─── Provided material

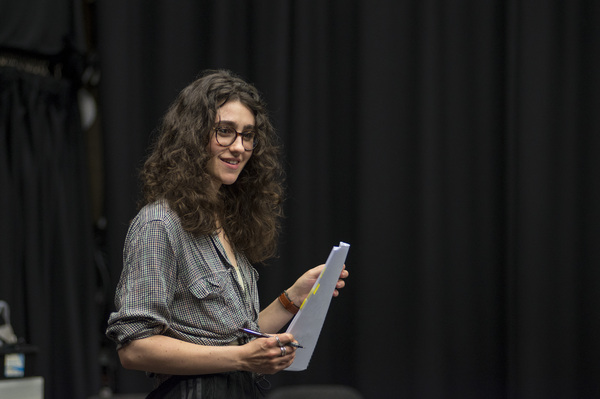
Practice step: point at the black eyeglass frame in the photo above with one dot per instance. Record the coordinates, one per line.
(242, 134)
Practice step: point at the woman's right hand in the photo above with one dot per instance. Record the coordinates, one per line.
(265, 356)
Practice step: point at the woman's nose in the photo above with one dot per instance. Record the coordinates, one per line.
(237, 145)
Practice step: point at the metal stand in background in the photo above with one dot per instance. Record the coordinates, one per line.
(16, 380)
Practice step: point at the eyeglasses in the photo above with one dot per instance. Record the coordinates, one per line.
(226, 136)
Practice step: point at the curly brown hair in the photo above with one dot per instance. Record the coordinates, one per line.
(249, 210)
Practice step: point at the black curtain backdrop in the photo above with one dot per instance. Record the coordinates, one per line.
(453, 144)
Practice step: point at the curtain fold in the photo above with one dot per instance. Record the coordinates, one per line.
(452, 144)
(48, 273)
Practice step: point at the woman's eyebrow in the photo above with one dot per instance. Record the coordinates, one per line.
(233, 124)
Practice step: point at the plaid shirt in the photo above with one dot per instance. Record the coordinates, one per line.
(181, 286)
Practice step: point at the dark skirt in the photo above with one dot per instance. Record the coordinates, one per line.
(233, 385)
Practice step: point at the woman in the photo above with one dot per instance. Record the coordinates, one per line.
(212, 203)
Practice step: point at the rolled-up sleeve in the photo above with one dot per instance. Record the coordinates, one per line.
(147, 284)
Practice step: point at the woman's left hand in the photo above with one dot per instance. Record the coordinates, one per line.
(301, 288)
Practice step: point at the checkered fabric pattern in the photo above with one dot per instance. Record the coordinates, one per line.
(179, 285)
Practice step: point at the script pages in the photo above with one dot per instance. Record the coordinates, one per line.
(308, 322)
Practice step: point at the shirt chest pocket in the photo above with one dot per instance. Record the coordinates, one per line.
(210, 287)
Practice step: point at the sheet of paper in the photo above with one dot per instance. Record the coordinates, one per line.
(309, 320)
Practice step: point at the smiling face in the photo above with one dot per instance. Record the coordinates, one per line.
(227, 163)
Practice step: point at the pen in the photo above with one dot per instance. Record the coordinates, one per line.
(263, 335)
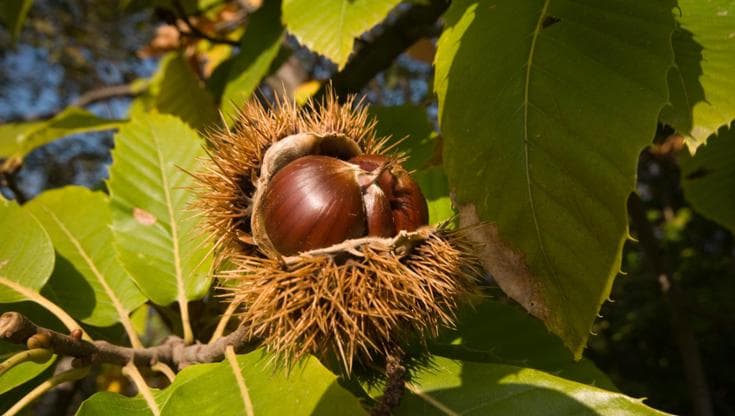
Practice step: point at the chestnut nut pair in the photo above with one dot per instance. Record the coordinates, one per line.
(316, 201)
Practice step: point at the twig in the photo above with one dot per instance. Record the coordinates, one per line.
(165, 370)
(18, 329)
(47, 385)
(394, 387)
(379, 54)
(194, 31)
(685, 337)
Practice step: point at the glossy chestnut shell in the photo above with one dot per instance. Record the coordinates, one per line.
(317, 201)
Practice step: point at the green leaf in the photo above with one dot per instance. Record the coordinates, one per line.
(410, 126)
(18, 139)
(309, 390)
(25, 371)
(433, 184)
(112, 404)
(544, 107)
(331, 27)
(26, 253)
(259, 46)
(453, 388)
(708, 178)
(176, 89)
(156, 234)
(78, 221)
(499, 333)
(13, 13)
(701, 81)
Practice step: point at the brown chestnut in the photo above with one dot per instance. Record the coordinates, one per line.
(317, 201)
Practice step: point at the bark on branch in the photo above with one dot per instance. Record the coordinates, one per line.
(18, 329)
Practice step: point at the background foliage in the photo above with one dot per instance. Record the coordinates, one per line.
(539, 119)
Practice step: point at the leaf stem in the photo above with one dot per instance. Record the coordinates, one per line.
(64, 317)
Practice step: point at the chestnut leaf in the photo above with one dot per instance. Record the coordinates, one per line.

──────

### Aim
Return the full material word for word. Do not include the pictures.

### Task response
Practice step: point at the black eyeglass frame in the photo above with one dot per instance. Record the coordinates, one per line.
(242, 134)
Practice step: point at the woman's right hand in the photo above with one dot per instance. Record the coordinates, one per line.
(265, 356)
Practice step: point at the woman's nose in the photo above with one dot per instance. Record the coordinates, one per line.
(237, 145)
Practice step: point at the metal stand in background in the photo above with one dot per instance. Record the coordinates, one per line.
(16, 380)
Practice step: point at the eyeglasses in the photo above with one dot per instance. Record the coordinates, one per line.
(226, 136)
Practice step: point at the curly brown hair in the photo above with one dot per instance. Record the coordinates, one per line.
(249, 210)
Practice step: point at the black curtain backdrop in the photo above with one dot per instance. Record the coordinates, one per line.
(453, 144)
Practice step: point at the curtain fold in the photo above with one dot per instance. Record the coordinates, one per line.
(452, 144)
(48, 273)
Practice step: point at the woman's eyebrow in the photo above with one dot per instance. Record the coordinates, one per line.
(233, 124)
Practice step: point at the plaid shirt in the photo above with one dot per instance. Record the coordinates, one per line.
(181, 286)
Practice step: point at the dark skirt in the photo above with one dot per instance. Record the coordinates, one per line.
(233, 385)
Practice step: point at the woman in the photo above with one dot per instance. Record the coordinates, one per line.
(212, 203)
Practice step: point at the rolled-up sleeve in the photo above with one dot per instance. Record the coordinates, one per line.
(147, 284)
Practice step: point at the woman's left hand in the photo above with one dot per instance. Record the coordinates, one per line.
(301, 288)
Practice step: point at the checkered fabric pattern in the photo above with one dot per instance. Record the coordinates, one per line.
(179, 285)
Practice step: point at the script pages in the photo above with one dot per instance. Record the coordinates, one per line.
(308, 322)
Practice step: point at the shirt chest pocket in the photo above with one dot per instance. Record the coordinates, one per line.
(210, 287)
Practice step: point at the sheet of paper in the photo above with one dot per instance. Record the coordinates, one per line.
(309, 320)
Practice step: point at the smiling face in the photo above with one dot per instance. Record the coordinates, one per line.
(227, 163)
Practice step: point at the pen in the photo above with one dot per instance. Record the coordinates, one per line.
(263, 335)
Practice step: point at the chestnut nut pair in the photo above with one dot per instance. Record the coordinates, one per line.
(316, 201)
Practice step: point at the twig in the photo above with one dot per instance. Record the coordinates, one per line.
(165, 370)
(18, 329)
(47, 385)
(394, 387)
(379, 54)
(194, 31)
(685, 337)
Practice step: point at the glossy chestnut shell in the photo above with one dot per instance. Record the coordinates, one per line.
(317, 201)
Practice step: point at the green leaf in the photo above with one dot per instance. Record the coordinates, one per line.
(410, 126)
(18, 139)
(309, 390)
(25, 371)
(433, 184)
(112, 404)
(544, 107)
(331, 27)
(26, 253)
(259, 46)
(453, 388)
(708, 178)
(176, 89)
(156, 234)
(78, 221)
(499, 333)
(13, 13)
(701, 81)
Practice step: point at the brown chestnut in the photo above with one dot per instance. Record the coordinates, one per line.
(317, 201)
Practice step: point at the bark on branch in the photo above with one dot per instance. Record the coordinates, one per line.
(18, 329)
Practice step: point at the background foliage in the photo above with one dot per instance. Record the coordinates, one per line.
(539, 119)
Practice step: point at the leaf stem in the photo above with one dot per instance. Record the coordinates, one per line.
(64, 317)
Practice step: point at the chestnut leaf in the photo above with one dot per instance. Record the coordinates, one per line.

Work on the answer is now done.